**Task brief:** Find "Exercise. Point to the eyebrow" in the material below, then copy that line and every subsequent line to the end, exactly.

※

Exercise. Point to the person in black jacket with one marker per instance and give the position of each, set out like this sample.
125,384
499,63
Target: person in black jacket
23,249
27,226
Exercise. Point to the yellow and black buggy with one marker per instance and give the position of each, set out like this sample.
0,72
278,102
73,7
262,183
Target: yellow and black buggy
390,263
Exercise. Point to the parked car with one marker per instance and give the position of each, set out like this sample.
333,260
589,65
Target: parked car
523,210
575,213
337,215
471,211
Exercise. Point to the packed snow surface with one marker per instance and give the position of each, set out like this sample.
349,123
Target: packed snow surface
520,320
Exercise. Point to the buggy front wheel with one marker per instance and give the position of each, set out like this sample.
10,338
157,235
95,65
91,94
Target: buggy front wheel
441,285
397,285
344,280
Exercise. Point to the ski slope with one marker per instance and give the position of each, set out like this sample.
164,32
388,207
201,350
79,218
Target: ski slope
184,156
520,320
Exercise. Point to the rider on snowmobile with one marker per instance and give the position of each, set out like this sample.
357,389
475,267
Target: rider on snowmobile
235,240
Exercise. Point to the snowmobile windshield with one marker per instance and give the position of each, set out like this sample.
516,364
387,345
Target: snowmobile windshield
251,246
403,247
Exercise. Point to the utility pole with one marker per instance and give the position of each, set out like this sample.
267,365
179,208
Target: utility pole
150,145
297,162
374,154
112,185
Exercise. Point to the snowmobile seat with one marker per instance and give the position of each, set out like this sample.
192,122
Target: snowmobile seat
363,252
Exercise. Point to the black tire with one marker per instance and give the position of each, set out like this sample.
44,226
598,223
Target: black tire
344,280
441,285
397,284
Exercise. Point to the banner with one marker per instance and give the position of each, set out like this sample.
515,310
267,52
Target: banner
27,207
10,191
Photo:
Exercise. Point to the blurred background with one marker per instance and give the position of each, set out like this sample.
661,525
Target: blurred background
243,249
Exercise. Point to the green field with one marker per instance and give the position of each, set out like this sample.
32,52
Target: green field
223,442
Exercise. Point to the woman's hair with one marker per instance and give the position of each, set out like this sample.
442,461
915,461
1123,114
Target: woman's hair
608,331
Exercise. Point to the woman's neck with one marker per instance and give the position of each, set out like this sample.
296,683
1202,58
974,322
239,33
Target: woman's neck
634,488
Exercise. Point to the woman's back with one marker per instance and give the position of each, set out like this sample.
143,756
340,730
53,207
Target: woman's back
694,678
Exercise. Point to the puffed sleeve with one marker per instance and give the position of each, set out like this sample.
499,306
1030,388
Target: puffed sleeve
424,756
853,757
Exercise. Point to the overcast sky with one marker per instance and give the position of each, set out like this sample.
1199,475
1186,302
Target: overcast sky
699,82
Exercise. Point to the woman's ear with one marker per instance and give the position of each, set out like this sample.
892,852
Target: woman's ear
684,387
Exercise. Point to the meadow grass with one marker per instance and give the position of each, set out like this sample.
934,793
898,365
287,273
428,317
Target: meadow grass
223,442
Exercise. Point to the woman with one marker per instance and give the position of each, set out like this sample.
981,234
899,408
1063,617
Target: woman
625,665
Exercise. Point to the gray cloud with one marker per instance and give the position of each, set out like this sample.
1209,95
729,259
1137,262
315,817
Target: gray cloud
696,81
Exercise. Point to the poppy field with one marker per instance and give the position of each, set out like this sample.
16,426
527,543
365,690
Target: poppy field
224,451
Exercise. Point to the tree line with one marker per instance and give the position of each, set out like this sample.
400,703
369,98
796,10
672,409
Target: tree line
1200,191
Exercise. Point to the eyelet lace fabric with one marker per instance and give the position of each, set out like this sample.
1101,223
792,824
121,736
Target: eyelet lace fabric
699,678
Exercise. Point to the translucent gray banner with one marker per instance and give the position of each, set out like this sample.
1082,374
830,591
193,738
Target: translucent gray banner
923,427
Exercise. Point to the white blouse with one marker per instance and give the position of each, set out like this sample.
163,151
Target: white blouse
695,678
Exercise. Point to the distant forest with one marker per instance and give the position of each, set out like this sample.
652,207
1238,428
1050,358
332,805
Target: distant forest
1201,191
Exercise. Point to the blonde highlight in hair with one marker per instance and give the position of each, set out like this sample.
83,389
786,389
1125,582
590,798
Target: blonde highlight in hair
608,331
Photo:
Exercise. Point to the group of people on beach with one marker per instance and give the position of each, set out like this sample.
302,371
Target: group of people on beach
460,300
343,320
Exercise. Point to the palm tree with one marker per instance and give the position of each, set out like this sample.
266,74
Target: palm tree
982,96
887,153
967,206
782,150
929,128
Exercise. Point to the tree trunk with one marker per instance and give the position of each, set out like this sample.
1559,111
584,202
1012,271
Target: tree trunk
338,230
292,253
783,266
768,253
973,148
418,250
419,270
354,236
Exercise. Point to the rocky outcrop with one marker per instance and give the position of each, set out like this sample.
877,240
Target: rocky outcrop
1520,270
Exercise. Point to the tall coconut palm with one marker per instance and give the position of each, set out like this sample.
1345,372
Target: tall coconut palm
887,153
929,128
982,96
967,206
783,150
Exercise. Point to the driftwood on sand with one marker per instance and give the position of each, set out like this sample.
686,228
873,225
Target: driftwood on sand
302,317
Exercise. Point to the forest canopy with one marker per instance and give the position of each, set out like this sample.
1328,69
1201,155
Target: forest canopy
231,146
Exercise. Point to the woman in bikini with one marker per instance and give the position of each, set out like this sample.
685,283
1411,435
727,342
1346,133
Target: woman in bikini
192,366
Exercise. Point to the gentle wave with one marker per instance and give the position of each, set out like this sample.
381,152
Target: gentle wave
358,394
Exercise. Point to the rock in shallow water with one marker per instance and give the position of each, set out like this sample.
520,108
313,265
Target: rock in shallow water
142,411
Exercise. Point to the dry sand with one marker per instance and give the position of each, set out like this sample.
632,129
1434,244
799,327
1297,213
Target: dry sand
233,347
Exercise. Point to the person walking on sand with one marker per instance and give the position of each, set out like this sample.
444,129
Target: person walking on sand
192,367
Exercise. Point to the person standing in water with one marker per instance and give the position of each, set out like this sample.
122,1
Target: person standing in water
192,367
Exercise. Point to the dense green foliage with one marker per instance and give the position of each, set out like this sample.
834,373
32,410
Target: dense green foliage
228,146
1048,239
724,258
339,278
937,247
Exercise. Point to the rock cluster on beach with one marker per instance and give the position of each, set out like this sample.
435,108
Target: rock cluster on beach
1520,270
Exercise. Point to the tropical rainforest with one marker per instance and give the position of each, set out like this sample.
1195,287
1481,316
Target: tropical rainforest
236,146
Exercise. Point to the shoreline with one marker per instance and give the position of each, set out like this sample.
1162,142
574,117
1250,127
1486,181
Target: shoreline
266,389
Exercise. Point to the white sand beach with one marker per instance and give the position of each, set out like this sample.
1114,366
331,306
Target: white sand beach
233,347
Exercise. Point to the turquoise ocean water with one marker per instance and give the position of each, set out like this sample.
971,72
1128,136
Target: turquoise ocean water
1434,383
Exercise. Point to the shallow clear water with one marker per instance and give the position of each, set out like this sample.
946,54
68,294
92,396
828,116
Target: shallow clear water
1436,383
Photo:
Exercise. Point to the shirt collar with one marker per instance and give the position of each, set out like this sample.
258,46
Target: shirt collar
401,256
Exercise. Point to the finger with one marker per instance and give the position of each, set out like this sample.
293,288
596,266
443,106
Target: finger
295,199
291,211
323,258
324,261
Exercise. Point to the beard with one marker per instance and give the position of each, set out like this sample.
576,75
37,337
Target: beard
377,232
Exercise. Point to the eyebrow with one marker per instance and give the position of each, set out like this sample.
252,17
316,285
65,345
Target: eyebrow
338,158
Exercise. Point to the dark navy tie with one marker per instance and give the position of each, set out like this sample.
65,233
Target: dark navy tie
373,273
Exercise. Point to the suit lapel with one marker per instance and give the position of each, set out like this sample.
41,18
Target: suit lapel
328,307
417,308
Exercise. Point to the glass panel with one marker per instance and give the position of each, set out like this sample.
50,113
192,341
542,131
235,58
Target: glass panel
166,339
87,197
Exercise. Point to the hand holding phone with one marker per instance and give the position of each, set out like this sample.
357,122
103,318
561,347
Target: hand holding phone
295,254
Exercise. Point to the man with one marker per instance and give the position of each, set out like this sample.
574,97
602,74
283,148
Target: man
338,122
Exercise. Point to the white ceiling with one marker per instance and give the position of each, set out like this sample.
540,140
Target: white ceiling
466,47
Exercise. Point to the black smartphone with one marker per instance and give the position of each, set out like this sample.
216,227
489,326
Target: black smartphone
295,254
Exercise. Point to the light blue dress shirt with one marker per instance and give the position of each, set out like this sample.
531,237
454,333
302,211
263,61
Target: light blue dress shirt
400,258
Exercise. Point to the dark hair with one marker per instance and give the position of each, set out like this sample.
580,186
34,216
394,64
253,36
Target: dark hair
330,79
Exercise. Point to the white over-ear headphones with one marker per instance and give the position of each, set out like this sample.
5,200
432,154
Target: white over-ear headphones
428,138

※

**Worked solution:**
Exercise. Point to the eyebrow with one marker per instance and give the position of each, set out like this sample.
252,17
316,285
65,345
Target: eyebrow
338,158
Exercise. Point to the dark navy tie with one marker per instance and give the position of each, set out like this sample.
65,233
Target: dark navy tie
373,273
Exercise. Point to the suit lapel with one marker per instance and give the position of each, set out like this sample.
41,18
Target: suit lapel
328,307
417,308
Exercise. Point to the glass panel with one marker per instance and give the position of each, set out like this sample.
50,113
192,341
542,131
235,58
Target: glass panel
166,339
87,197
Exercise. Point to the hand holding phone with one marker per instance and give the position of each, set out like this sample.
357,122
103,318
561,347
Target: hand holding phone
295,254
Exercise. Point to the man with one marker per instance and give the position of each, set out like this sample.
574,97
602,74
283,148
Target: man
338,122
Exercise. Point to the white ceiling with one marker per instance and give the position of each, set out like this sample.
540,140
Target: white ceiling
466,47
Exercise. Point to the black smartphone with one marker per instance and give the position of each, set out like this sample.
216,227
489,326
Target: black smartphone
295,254
Exercise. Point to the light blue dress shirt with one marker per instance and give the position of each, set out like this sample.
531,237
454,333
302,211
263,61
Target: light blue dress shirt
400,258
Exercise. Point to the dark hair with one marker per instance and give the position of each, set out like this sample.
580,186
34,216
394,64
253,36
Target: dark hair
330,79
Exercise. Point to the white over-ear headphones with one marker per instance and give the position of each, set out like this sample.
5,200
432,154
Target: white over-ear headphones
428,138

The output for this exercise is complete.